TAREFAS ESCRITAS ->
**A.** No excerto sobre a exposição de cogumelos, troque "sábado" por "domingo" e reescreva o trecho que começa em "Os Cogumelos Regressam" e vai até "de folha caduca.".
**B.** Reproduza sem alterações as linhas das entradas que começam na linha com "of the concrete" e vão até ao fim das entradas, com ambas as extremidades incluídas.

=== EXCERTO ===

Os Cogumelos Regressam ao Jardim Botânico, a exposição que abriu as portas ao público no sábado, só tem mais dois dias, até quarta-feira, para ser visitada. É efémera, tal como os delicados cogumelos que a compõe. As várias espécies estão dispostas em três mesas, cada uma representando um ambiente: uma mata de pinheiros, um montado de sobro (sobreiros), e uma mata mista com coníferas e árvores de folha caduca.

Ireneia Melo humedece as estrelas-da-terra (Astraeus hygrometricus), para que cada uma delas se abra numa estrela de várias pontas, mas as crianças estão mais curiosas com as cores nas legendas. Os cogumelos assinalados a verde são comestíveis, já os vermelhos são tóxicos e os amarelos, embora não sejam tóxicos, não têm interesse gastronómico, vai explicando a especialista em fungos decompositores da madeira, que foi aprendendo a conhecer estes fungos que formam cogumelos.

=== MATERIAL FORNECIDO ===

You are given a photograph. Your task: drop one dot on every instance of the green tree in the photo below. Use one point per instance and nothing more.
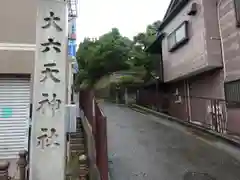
(102, 61)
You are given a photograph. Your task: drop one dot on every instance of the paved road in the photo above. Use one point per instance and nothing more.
(141, 148)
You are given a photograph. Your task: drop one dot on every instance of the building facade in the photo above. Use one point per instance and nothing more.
(17, 54)
(199, 44)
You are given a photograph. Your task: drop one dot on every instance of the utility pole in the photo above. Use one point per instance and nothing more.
(48, 137)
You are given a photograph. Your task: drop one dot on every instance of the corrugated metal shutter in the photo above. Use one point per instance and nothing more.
(14, 114)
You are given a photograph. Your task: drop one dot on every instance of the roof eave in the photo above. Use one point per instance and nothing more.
(173, 13)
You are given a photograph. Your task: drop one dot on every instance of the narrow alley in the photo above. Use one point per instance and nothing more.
(140, 147)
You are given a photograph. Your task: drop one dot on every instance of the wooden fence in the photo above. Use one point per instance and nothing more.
(97, 120)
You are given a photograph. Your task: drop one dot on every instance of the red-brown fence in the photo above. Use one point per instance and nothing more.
(97, 120)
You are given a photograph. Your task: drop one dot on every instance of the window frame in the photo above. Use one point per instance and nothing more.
(237, 12)
(181, 42)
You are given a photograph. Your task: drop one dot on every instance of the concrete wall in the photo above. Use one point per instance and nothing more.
(200, 53)
(231, 40)
(17, 37)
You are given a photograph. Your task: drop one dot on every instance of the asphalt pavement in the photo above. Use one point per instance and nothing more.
(144, 147)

===

RESPOSTAS ->
**A.**
Os Cogumelos Regressam ao Jardim Botânico, a exposição que abriu as portas ao público no domingo, só tem mais dois dias, até quarta-feira, para ser visitada. É efémera, tal como os delicados cogumelos que a compõe. As várias espécies estão dispostas em três mesas, cada uma representando um ambiente: uma mata de pinheiros, um montado de sobro (sobreiros), e uma mata mista com coníferas e árvores de folha caduca.

**B.**
You are given a photograph. Your task: drop one dot on every instance of the concrete wall in the photo above. Use one point per instance and nothing more.
(200, 53)
(231, 40)
(17, 37)
You are given a photograph. Your task: drop one dot on every instance of the asphalt pavement in the photo above. Use one point per instance and nothing more.
(144, 147)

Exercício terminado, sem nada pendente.